**ENTRIES PROVIDED**
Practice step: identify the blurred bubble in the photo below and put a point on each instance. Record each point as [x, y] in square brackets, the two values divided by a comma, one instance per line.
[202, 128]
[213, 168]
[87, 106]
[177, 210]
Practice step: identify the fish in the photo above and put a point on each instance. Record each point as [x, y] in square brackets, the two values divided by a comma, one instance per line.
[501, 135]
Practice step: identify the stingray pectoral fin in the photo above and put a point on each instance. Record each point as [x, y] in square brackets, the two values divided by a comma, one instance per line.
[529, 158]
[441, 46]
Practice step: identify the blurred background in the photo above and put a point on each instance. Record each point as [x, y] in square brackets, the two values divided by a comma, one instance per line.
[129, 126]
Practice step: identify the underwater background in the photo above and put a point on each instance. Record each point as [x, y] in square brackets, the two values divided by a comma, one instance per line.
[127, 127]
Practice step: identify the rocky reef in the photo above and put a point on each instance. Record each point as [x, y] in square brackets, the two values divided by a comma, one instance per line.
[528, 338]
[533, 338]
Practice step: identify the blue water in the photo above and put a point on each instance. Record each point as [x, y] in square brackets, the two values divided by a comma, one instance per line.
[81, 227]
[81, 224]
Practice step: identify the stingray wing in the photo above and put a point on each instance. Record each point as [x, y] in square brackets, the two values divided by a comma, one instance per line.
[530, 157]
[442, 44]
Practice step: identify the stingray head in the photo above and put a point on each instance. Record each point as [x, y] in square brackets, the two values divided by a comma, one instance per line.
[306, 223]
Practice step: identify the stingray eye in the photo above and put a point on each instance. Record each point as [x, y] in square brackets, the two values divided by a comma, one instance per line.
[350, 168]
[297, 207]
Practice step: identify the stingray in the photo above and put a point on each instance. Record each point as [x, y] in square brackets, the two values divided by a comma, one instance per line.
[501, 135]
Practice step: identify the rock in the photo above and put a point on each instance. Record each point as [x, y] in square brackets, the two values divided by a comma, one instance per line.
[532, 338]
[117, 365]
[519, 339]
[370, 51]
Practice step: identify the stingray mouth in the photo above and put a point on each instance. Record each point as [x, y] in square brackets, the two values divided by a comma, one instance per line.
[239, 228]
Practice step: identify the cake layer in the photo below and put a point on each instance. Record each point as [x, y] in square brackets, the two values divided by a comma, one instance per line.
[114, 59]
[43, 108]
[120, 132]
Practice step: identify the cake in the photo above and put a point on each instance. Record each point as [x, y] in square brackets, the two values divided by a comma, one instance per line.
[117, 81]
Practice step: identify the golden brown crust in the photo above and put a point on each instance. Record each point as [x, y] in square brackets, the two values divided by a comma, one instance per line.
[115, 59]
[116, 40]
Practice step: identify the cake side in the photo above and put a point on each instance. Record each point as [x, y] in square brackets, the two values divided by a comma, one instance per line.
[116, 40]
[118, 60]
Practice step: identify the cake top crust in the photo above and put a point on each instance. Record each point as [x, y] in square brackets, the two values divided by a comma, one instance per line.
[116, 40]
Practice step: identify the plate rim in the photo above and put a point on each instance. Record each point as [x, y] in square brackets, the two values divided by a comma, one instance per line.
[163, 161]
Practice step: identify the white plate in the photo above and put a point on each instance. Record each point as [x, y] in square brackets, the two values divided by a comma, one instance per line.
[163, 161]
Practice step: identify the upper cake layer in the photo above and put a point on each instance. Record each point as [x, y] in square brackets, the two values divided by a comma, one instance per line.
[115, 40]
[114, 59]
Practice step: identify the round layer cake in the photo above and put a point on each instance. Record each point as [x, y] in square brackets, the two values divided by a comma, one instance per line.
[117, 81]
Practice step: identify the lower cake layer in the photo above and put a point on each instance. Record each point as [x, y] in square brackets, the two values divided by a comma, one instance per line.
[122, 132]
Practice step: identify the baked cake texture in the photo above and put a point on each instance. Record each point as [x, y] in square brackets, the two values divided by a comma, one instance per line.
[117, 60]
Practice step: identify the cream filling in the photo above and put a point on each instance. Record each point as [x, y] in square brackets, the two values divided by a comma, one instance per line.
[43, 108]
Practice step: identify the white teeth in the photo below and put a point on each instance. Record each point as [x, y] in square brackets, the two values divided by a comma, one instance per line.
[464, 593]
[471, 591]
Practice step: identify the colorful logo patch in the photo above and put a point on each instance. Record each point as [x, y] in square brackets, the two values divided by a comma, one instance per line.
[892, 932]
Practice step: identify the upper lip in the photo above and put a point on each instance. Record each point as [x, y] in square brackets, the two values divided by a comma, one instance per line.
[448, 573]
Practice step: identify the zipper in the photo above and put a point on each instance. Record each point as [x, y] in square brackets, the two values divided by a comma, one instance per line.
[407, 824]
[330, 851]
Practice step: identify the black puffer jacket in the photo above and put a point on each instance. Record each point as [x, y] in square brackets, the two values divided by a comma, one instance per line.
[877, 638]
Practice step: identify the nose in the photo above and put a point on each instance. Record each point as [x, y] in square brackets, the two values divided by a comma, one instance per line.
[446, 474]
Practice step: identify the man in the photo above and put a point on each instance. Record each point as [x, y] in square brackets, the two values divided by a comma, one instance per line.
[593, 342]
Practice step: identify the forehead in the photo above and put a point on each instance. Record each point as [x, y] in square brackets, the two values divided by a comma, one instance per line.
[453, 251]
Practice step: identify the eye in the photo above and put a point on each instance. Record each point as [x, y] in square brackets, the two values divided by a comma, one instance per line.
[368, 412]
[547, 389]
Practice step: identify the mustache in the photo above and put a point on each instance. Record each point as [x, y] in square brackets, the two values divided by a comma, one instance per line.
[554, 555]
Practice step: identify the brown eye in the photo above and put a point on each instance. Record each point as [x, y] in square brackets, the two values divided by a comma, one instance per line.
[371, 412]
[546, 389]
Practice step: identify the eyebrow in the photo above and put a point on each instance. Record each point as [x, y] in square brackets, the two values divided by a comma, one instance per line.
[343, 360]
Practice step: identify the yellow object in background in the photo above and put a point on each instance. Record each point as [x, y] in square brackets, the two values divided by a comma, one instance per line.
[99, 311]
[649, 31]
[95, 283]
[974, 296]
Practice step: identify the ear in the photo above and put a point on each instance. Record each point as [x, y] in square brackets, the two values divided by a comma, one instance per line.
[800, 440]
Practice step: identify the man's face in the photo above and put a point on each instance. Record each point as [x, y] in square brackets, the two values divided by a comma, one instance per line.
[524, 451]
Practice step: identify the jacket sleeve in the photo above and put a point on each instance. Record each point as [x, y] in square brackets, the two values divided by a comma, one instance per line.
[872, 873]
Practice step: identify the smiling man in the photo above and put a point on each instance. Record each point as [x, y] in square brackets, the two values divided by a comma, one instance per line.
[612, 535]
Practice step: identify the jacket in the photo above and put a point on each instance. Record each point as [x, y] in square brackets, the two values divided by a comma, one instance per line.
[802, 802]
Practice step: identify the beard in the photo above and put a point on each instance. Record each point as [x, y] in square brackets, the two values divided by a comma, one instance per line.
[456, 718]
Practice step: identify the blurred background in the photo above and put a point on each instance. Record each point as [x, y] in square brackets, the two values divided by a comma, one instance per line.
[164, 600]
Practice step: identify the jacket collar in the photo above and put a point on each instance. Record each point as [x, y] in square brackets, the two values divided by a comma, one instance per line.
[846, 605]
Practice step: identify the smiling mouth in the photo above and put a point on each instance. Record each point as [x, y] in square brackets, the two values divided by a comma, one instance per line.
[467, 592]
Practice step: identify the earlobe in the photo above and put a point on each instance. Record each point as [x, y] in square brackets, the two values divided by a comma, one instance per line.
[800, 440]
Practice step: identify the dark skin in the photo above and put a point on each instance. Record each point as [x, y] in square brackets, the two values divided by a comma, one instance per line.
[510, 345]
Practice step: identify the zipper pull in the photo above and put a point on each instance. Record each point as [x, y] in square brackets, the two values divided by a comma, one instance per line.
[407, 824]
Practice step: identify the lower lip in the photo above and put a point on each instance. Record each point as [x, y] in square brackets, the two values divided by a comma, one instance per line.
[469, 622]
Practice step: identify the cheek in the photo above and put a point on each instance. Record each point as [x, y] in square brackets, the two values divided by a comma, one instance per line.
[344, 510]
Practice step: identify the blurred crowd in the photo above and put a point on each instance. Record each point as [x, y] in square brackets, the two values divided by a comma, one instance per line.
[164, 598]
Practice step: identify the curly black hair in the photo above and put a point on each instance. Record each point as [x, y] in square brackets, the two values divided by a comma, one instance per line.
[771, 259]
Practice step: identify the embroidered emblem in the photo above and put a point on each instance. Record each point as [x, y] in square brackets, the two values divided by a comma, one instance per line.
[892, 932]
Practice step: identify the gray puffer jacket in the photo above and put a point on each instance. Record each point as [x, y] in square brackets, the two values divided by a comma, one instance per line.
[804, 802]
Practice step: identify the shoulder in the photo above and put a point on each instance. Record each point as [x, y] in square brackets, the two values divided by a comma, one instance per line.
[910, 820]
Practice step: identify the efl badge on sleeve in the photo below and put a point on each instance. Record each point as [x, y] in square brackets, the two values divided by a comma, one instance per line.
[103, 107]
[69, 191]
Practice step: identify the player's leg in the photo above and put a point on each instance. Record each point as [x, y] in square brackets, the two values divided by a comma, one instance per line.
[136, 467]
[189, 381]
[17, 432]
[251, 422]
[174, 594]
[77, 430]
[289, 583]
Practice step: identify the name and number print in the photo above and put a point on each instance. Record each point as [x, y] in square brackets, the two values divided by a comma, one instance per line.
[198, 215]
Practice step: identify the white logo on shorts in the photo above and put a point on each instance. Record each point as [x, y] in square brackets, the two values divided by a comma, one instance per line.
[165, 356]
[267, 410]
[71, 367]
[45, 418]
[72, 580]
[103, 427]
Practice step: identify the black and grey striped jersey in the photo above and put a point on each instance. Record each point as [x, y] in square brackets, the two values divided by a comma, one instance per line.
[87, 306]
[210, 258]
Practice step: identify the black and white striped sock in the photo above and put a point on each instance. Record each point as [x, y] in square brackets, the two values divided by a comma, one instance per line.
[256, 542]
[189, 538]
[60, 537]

**PROBLEM REQUIREMENTS**
Look above for the line containing "Practice step: identify the name", then transcribe it and all lines after it through the last, exactly and with nothing else.

**EXPECTED ANSWER**
Practice step: identify the name and number print in the photo above and put a point on each instance. Record each point as [x, y] in square brackets, the two values divided by a comma, one instance per line.
[198, 215]
Practice step: identify the white logo on shorts in the photo above and put a point on each instance. Record each point as [x, y] in square brackets, the two values divided by a comma, one instance per line.
[165, 356]
[267, 410]
[71, 367]
[45, 418]
[72, 580]
[103, 427]
Practice step: identify the black and grey striped jersey in the photo above and put a point on each instance. Record each point as [x, y] in square brackets, the two values divided by a comma, one instance per line.
[87, 306]
[210, 258]
Practice step: identify the black and white striped sock in the photo above and put a point on each instance. Record each point as [x, y] in square brackets, the two values divided by a comma, one instance per line.
[256, 542]
[189, 538]
[60, 537]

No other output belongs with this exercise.